_WORK INSTRUCTIONS_.
Swap "motorcycle mirror" for "side mirror" throughout the listing below, keeping everything else the same. Leave the pictures out of your answer.

Location identification listing:
========================================
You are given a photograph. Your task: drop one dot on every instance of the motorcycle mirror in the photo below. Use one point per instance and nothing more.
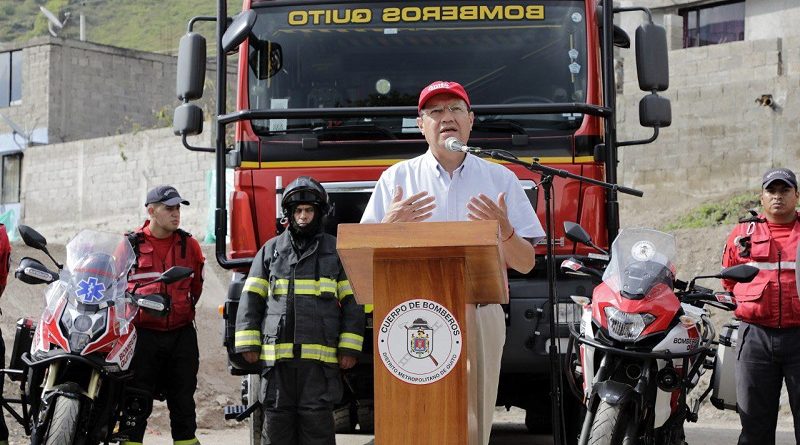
(574, 232)
(175, 273)
(741, 273)
(31, 271)
(153, 302)
(573, 266)
(32, 238)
========================================
_WRITTEN ANSWER_.
You are given a photograph. Your task: drop one dot on every instance of the side mirror in the photo below. Use one point per instance and nothing more.
(574, 232)
(175, 273)
(741, 273)
(31, 271)
(153, 302)
(573, 266)
(32, 238)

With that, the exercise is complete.